What is being asked: Write each line exactly as it stands, from the line containing "Please inspect the picture provided and identify jeans." through the end of the data.

Records for processing:
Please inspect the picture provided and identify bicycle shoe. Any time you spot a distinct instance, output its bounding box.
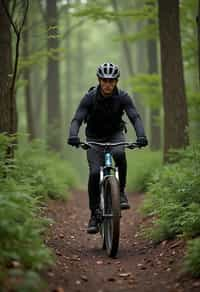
[120,192,130,210]
[87,215,99,234]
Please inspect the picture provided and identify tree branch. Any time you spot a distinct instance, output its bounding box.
[63,18,86,39]
[1,0,18,35]
[1,0,29,132]
[11,0,17,18]
[36,0,47,24]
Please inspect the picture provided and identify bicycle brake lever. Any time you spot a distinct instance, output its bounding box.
[127,143,138,149]
[80,143,90,150]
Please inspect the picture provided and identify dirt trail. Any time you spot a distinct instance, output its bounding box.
[44,191,200,292]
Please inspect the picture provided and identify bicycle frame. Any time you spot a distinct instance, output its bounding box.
[79,140,139,257]
[80,141,138,218]
[99,148,119,220]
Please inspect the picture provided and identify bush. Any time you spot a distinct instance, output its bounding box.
[13,140,78,199]
[126,150,161,192]
[142,144,200,276]
[185,238,200,277]
[0,134,78,290]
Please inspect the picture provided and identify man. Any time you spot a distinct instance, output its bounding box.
[68,62,148,234]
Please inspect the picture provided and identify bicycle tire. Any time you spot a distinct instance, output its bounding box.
[104,176,120,257]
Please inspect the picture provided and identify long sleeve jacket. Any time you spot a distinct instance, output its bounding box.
[68,86,146,139]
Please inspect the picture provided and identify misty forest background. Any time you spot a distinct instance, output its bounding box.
[0,0,200,290]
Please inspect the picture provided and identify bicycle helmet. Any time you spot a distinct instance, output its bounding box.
[96,62,120,79]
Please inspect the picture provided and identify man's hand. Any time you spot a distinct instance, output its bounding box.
[136,136,148,147]
[67,136,80,147]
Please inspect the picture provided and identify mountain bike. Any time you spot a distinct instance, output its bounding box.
[79,141,139,258]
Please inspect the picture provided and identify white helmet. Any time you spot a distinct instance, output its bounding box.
[96,62,120,79]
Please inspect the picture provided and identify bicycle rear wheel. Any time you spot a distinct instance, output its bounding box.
[104,176,120,257]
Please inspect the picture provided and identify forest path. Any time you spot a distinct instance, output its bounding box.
[44,191,199,292]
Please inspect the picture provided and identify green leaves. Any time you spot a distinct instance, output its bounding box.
[185,238,200,277]
[127,150,162,192]
[130,73,162,109]
[0,134,78,290]
[142,144,200,276]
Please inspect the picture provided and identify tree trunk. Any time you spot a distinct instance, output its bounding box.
[111,0,145,124]
[111,0,134,76]
[0,0,14,134]
[66,0,72,128]
[147,19,161,150]
[198,0,200,86]
[46,0,61,151]
[135,20,147,124]
[158,0,189,162]
[77,0,84,94]
[23,26,36,141]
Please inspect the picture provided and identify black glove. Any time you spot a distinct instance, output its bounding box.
[136,136,148,147]
[67,136,80,147]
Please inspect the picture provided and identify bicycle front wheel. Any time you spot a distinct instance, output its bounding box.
[104,176,120,257]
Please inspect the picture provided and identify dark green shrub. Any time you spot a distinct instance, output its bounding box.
[0,134,78,290]
[127,150,161,192]
[185,238,200,277]
[142,144,200,276]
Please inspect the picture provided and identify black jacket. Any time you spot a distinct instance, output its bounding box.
[69,86,146,139]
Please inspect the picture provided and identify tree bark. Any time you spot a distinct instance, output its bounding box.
[66,0,72,128]
[147,19,161,150]
[46,0,61,151]
[0,0,13,134]
[23,26,36,141]
[158,0,189,162]
[198,0,200,86]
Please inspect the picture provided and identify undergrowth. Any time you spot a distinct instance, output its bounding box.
[0,134,78,291]
[142,144,200,276]
[127,149,161,192]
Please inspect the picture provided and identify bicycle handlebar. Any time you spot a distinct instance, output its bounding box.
[79,141,141,150]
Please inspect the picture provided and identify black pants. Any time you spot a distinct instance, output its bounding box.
[86,132,127,213]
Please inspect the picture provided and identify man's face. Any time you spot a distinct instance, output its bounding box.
[99,78,118,96]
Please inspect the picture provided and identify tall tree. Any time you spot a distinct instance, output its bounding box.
[65,0,72,129]
[198,0,200,85]
[111,0,134,76]
[0,0,13,135]
[76,0,84,94]
[46,0,61,151]
[23,24,36,141]
[158,0,189,162]
[147,18,161,150]
[0,0,29,157]
[111,0,145,122]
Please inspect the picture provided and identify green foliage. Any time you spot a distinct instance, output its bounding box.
[0,191,52,268]
[188,90,200,142]
[185,238,200,277]
[73,1,158,40]
[127,150,161,192]
[130,73,162,109]
[181,0,198,69]
[142,144,200,276]
[13,139,78,199]
[0,134,78,290]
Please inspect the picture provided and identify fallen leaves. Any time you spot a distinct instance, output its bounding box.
[53,287,64,292]
[80,275,88,282]
[96,260,103,265]
[119,272,131,278]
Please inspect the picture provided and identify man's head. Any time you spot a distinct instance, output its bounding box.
[96,63,120,96]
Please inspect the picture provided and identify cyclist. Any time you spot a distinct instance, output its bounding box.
[68,62,148,234]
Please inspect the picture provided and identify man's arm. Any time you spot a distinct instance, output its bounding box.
[68,93,90,138]
[123,93,146,138]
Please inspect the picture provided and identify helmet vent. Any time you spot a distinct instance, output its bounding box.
[97,62,120,79]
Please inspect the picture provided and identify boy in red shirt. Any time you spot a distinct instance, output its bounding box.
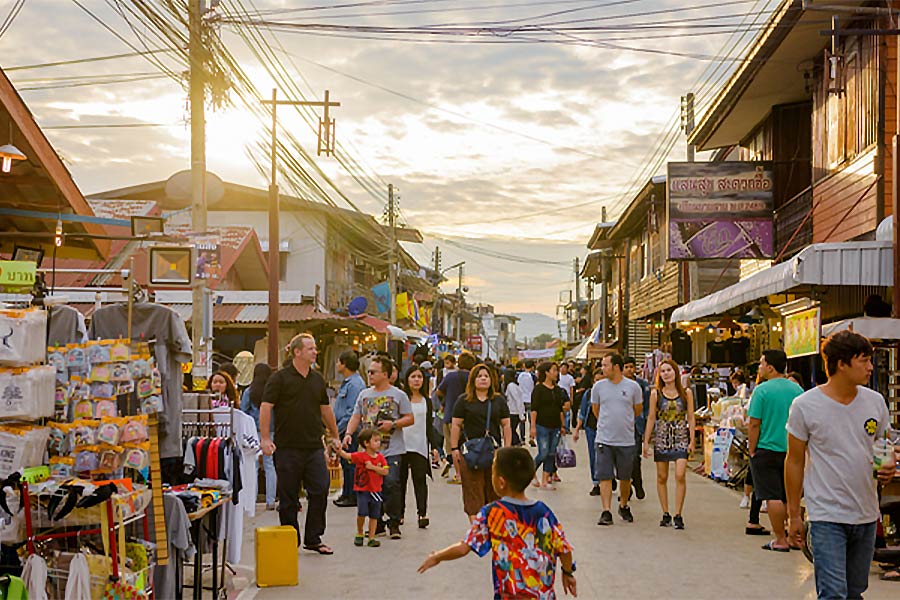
[337,427,389,547]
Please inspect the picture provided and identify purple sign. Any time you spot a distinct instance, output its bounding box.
[667,162,774,260]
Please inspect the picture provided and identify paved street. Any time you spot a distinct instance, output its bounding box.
[235,440,895,599]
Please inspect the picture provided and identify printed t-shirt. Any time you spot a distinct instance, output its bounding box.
[786,386,890,524]
[465,497,572,599]
[353,386,413,457]
[351,451,388,493]
[747,377,803,452]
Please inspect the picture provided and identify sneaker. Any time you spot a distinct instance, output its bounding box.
[660,512,672,527]
[739,496,750,509]
[589,485,601,496]
[418,516,429,529]
[618,505,634,523]
[441,462,451,478]
[761,500,768,513]
[611,479,617,492]
[265,503,276,511]
[529,439,537,447]
[332,496,356,508]
[597,510,613,526]
[375,520,387,537]
[634,482,645,500]
[354,535,364,547]
[673,514,685,530]
[367,538,381,547]
[389,524,402,539]
[448,476,461,485]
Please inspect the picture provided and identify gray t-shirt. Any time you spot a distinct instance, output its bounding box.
[786,386,890,524]
[591,377,643,446]
[353,385,413,457]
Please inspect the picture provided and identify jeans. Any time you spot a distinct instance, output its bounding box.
[382,455,403,526]
[585,426,598,484]
[400,452,429,518]
[534,425,561,475]
[262,453,277,505]
[273,447,329,547]
[808,521,877,599]
[339,431,357,501]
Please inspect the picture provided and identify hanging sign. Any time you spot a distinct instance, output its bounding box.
[195,242,221,280]
[0,261,36,290]
[783,306,820,358]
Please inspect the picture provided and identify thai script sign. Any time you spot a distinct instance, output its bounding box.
[667,162,774,260]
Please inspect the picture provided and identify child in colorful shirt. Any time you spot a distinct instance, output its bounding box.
[418,447,577,598]
[336,427,389,547]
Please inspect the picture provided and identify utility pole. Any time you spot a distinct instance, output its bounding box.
[681,92,696,162]
[457,264,464,342]
[189,0,207,388]
[600,206,608,344]
[574,256,581,336]
[261,89,341,367]
[387,183,397,324]
[431,246,441,334]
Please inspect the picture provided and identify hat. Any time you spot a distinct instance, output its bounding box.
[420,361,433,369]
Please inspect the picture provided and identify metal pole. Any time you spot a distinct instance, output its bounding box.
[894,34,900,320]
[189,0,207,389]
[457,265,464,342]
[388,184,397,324]
[268,88,280,368]
[685,92,696,162]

Task result:
Please inspect the picture provided and identify jeans. Any time you spot a distinct instance, output its bounding box.
[382,455,403,526]
[585,426,598,484]
[400,452,429,518]
[534,425,561,475]
[262,453,277,505]
[273,447,329,547]
[808,521,877,599]
[339,431,357,501]
Please inspect the picture provided and identify hanging sign. Any time you spot a distinct instance, output its bounding box.
[195,242,221,280]
[0,261,36,290]
[783,306,820,358]
Please inspect the picture provided and identify thai script sign. Any time you spot a distinct instance, output its bounding box.
[667,162,774,260]
Please inspect the picture provided and identify child in colorful shirt. Any time you spot a distinct instance, output its bounding box.
[418,447,577,598]
[336,427,389,547]
Please inspect the picture provided and identify utility pole. Any time you spot a distinct instance, output its bounding box.
[681,92,696,162]
[457,264,464,342]
[189,0,207,388]
[600,206,608,344]
[574,256,581,336]
[261,89,341,367]
[387,183,397,324]
[431,246,441,334]
Please inspect the picture provided and identify hat. Any time you spot a distinct instance, output its bounding box.
[420,361,433,369]
Please inspect the picture provided and identify metal pole. Any time you spot a distinct instance, output its bounding box.
[894,34,900,320]
[189,0,207,389]
[457,265,464,342]
[388,184,397,324]
[268,88,280,368]
[685,92,696,162]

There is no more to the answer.